- TASK TO CARRY OUT -
Count, in the entries below, the lines in which "black" occurs. Give the number, nothing more.

[Data records]
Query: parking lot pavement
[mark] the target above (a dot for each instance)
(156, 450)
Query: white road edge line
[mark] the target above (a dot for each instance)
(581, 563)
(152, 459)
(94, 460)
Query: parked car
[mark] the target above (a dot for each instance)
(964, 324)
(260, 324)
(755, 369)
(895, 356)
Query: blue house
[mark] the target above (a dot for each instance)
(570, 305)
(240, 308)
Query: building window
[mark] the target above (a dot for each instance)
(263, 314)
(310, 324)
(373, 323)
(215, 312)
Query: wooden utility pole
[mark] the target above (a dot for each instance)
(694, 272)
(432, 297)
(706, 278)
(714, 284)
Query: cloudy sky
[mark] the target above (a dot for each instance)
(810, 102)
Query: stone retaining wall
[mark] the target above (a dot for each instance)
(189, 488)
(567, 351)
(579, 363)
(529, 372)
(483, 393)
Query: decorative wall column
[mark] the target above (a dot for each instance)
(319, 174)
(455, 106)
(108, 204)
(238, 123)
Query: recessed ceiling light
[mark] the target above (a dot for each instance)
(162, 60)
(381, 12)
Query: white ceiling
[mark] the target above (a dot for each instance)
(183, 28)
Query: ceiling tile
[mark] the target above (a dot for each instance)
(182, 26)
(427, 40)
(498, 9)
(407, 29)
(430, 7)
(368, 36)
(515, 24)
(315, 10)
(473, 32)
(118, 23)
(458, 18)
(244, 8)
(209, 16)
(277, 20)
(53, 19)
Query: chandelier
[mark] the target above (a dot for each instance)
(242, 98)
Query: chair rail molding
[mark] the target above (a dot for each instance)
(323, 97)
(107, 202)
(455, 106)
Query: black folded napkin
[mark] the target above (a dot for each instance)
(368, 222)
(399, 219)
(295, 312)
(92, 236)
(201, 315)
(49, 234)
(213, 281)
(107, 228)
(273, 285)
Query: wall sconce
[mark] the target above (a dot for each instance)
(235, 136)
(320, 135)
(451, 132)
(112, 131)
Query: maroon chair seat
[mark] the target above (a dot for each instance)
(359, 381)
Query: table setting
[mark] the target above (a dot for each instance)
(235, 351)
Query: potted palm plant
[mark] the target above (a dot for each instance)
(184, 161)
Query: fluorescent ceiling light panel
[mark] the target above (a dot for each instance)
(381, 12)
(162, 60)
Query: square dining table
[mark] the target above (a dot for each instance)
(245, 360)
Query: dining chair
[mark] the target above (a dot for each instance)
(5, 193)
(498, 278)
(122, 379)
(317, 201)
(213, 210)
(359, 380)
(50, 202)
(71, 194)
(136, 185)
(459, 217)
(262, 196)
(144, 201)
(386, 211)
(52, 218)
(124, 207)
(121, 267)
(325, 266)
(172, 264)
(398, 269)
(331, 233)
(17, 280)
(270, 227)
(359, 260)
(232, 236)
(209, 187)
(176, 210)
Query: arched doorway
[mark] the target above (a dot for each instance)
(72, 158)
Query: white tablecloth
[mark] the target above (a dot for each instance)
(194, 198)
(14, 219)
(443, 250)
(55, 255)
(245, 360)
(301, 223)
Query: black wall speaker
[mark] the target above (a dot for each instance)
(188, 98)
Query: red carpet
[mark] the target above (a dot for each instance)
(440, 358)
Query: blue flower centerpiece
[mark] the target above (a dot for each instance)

- OUTPUT OF THE EXERCISE -
2